Task to carry out:
Give back every line of the data below exactly.

Extracted records
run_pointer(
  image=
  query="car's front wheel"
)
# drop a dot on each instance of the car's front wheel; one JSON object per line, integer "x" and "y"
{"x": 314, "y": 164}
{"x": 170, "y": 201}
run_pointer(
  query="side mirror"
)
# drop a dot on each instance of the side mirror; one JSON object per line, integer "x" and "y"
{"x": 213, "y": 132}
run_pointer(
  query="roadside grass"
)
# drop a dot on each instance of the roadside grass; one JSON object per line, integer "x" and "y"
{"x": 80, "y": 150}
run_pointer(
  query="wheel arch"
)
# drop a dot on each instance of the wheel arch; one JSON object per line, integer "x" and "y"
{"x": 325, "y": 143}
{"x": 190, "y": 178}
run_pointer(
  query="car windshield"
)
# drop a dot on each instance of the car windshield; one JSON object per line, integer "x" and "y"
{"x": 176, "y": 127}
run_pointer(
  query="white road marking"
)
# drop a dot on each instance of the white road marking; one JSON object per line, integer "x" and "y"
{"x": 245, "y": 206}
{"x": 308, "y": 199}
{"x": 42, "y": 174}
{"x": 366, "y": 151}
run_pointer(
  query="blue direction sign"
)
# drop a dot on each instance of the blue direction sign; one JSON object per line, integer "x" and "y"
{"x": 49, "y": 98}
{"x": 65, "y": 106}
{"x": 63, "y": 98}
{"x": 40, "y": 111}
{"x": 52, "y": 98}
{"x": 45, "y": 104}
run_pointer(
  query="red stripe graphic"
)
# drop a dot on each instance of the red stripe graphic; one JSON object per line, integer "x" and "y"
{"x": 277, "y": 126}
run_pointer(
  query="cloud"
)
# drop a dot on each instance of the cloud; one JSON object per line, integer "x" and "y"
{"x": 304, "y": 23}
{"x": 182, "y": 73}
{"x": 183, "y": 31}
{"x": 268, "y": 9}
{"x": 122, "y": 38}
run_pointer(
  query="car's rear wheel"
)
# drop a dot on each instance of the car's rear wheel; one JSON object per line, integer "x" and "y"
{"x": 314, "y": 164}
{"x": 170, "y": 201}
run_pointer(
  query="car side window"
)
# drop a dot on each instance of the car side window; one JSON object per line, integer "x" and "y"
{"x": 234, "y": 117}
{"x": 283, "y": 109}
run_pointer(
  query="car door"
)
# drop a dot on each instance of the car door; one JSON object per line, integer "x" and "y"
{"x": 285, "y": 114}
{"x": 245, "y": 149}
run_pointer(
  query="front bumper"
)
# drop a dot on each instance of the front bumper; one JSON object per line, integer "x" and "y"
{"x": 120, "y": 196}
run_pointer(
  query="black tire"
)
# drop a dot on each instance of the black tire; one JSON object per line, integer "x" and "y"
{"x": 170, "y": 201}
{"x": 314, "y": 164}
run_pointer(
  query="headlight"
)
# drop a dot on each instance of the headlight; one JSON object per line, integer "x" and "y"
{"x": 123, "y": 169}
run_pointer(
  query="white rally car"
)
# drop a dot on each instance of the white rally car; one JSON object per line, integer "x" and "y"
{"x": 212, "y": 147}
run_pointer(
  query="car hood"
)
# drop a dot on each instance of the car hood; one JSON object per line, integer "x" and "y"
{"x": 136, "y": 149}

Task answer:
run_pointer(
  image=
  query="car's front wheel"
)
# drop a dot on each instance of the car's front wheel; one JSON object per line, integer "x" and "y"
{"x": 314, "y": 164}
{"x": 170, "y": 201}
run_pointer(
  query="side mirror"
)
# drop a dot on each instance of the side mirror; one JSON object per line, integer "x" and "y"
{"x": 213, "y": 132}
run_pointer(
  query="roadside grass"
)
# drop a dot on each instance of the roadside grass; one JSON object per line, integer "x" and "y"
{"x": 80, "y": 150}
run_pointer(
  query="wheel arch"
)
# drop a dot on each instance of the wheel arch; one JSON object per line, integer "x" and "y"
{"x": 325, "y": 143}
{"x": 190, "y": 178}
run_pointer(
  query="car windshield"
)
# drop a dot on each instance of the car windshield; one JSON object per line, integer "x" and "y"
{"x": 176, "y": 127}
run_pointer(
  query="white road marking"
)
# drop a dot on each instance of the white road marking; one JSON object per line, integer "x" and "y"
{"x": 245, "y": 206}
{"x": 308, "y": 199}
{"x": 42, "y": 174}
{"x": 366, "y": 151}
run_pointer(
  query="blue direction sign"
)
# drop a dot on each instance of the blue direction sign; one JSON object per line, integer "x" and "y"
{"x": 49, "y": 98}
{"x": 65, "y": 106}
{"x": 63, "y": 98}
{"x": 40, "y": 111}
{"x": 52, "y": 98}
{"x": 45, "y": 104}
run_pointer(
  query="red stripe graphic"
)
# drop a dot on each instance of the red stripe graphic; one JSON object per line, integer "x" and "y"
{"x": 277, "y": 126}
run_pointer(
  query="cloud"
)
# drop a dot on each instance of the cloud; one JSON object per line, integer "x" and "y"
{"x": 304, "y": 23}
{"x": 182, "y": 73}
{"x": 183, "y": 31}
{"x": 268, "y": 9}
{"x": 122, "y": 38}
run_pointer(
  query="car's rear wheel"
)
# drop a dot on each instance of the car's rear wheel; one JSON object per line, integer "x" and "y"
{"x": 314, "y": 164}
{"x": 170, "y": 201}
run_pointer(
  query="car side window"
)
# drop a dot on each instance of the car side window; one JSON object per line, integer "x" and "y"
{"x": 234, "y": 117}
{"x": 283, "y": 109}
run_pointer(
  query="car door"
)
# drop a dot on each instance of the car door; one JSON object per line, integer "x" and "y"
{"x": 285, "y": 114}
{"x": 245, "y": 149}
run_pointer(
  query="front bumper"
)
# drop a dot on each instance of the front bumper; one JSON object per line, integer "x" and "y"
{"x": 120, "y": 196}
run_pointer(
  query="black tire"
)
# drop a dot on each instance of the black tire; one JSON object per line, integer "x" and "y"
{"x": 170, "y": 201}
{"x": 314, "y": 164}
run_pointer(
  query="headlight"
)
# drop a dot on each instance of the headlight; one JSON object per line, integer "x" and "y"
{"x": 123, "y": 169}
run_pointer(
  query="white rally car"
)
# drop a dot on each instance of the white rally car; one JSON object per line, integer "x" and "y"
{"x": 212, "y": 147}
run_pointer(
  query="car hood"
)
# drop a dot on each instance of the car hood; one JSON object per line, integer "x" and "y"
{"x": 136, "y": 149}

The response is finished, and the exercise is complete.